Problem details:
Your answer should be exactly the lines from the one that contains "TARGET = firefighter wearing yellow helmet" through the final line of the entries below, and nothing else.

Exercise input:

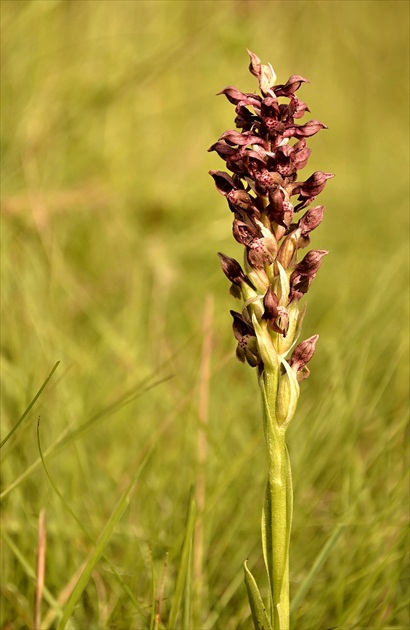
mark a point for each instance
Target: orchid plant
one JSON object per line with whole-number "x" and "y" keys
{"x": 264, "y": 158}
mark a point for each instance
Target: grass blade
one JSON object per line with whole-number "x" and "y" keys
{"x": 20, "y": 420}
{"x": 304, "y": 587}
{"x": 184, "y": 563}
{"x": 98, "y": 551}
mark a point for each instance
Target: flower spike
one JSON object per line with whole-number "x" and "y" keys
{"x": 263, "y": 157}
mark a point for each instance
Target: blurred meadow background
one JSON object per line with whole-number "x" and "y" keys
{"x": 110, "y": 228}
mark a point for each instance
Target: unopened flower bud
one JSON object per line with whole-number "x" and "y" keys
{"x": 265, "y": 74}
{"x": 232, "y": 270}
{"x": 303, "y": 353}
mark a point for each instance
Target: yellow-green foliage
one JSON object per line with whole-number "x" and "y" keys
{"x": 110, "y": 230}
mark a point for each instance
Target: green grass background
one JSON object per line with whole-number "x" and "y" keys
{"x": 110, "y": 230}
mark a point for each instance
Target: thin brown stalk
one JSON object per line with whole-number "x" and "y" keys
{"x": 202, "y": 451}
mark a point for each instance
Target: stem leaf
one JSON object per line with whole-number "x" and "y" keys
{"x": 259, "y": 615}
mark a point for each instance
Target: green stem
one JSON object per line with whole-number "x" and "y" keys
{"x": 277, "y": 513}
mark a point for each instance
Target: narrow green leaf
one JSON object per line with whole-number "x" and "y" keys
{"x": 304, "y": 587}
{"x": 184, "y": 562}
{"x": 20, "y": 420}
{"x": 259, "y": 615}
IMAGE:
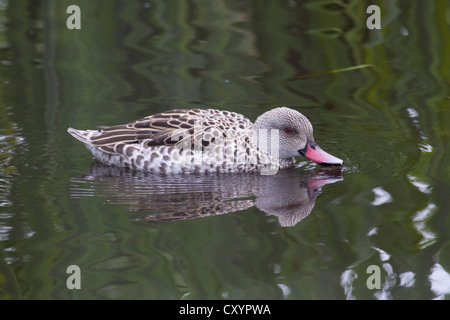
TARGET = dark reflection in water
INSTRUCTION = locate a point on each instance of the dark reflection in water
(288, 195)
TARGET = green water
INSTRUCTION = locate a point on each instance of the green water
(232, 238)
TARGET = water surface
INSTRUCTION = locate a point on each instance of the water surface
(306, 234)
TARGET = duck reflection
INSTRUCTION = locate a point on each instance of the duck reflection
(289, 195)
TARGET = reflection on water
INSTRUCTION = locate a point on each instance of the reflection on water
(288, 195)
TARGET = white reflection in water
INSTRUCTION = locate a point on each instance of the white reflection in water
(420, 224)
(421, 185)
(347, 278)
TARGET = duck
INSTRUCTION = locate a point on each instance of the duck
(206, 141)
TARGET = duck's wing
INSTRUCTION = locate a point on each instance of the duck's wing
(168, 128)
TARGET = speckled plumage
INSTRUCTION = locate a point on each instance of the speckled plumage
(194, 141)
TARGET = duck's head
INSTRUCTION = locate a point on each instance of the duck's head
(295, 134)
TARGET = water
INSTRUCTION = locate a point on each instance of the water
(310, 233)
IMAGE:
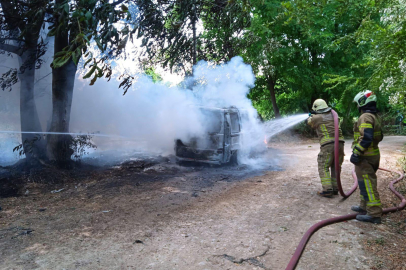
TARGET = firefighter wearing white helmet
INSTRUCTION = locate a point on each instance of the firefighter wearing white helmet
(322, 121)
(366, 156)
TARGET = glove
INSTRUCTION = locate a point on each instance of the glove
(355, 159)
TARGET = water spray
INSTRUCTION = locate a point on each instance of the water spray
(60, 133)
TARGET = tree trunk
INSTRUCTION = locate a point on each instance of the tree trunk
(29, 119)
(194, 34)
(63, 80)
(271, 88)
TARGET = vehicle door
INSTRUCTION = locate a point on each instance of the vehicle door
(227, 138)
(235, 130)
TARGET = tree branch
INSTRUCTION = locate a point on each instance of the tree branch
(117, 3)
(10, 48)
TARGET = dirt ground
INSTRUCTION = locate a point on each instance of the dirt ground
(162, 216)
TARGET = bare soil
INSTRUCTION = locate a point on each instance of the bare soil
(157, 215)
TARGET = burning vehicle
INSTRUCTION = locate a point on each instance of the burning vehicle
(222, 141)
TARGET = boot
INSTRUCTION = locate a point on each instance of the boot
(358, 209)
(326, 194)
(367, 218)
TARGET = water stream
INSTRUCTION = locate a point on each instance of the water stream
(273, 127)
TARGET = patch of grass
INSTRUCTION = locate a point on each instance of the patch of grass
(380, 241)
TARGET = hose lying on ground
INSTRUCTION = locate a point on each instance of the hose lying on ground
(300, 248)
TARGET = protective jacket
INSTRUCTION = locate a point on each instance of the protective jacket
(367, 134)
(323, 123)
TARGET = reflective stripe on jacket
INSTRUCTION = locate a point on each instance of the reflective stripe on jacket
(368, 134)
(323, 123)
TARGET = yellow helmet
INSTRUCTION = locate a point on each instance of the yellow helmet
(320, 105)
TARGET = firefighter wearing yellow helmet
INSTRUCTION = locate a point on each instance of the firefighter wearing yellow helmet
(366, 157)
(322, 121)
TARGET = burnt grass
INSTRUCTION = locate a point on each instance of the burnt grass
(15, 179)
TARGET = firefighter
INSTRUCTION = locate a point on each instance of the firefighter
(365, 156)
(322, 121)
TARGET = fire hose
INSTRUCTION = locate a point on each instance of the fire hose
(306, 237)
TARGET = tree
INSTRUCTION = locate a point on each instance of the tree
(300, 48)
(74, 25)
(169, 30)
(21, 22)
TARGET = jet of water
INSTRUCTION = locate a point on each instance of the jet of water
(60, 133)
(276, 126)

Output below:
TARGET = firefighter wearing yellow helmet
INSTRUCTION = locate a point on each instance of the firefighter wearing yellow helmet
(366, 157)
(322, 121)
TARGET = burnt grass
INSTRUCTION = locate a point on each instance of the burnt grass
(15, 179)
TARGET = firefighter
INSTRUCTION = locate a point on each instance of the firefighter
(365, 156)
(322, 121)
TARGET = fire hose
INSTRUCTION = locate a point on each instance of the fire hose
(306, 237)
TARGET = tree
INSTRUCTION = locate a point on each instance of the tree
(300, 48)
(74, 25)
(169, 30)
(21, 22)
TARGET = jet of water
INSTRUCTION = locate a point on each instance of the jet of water
(60, 133)
(276, 126)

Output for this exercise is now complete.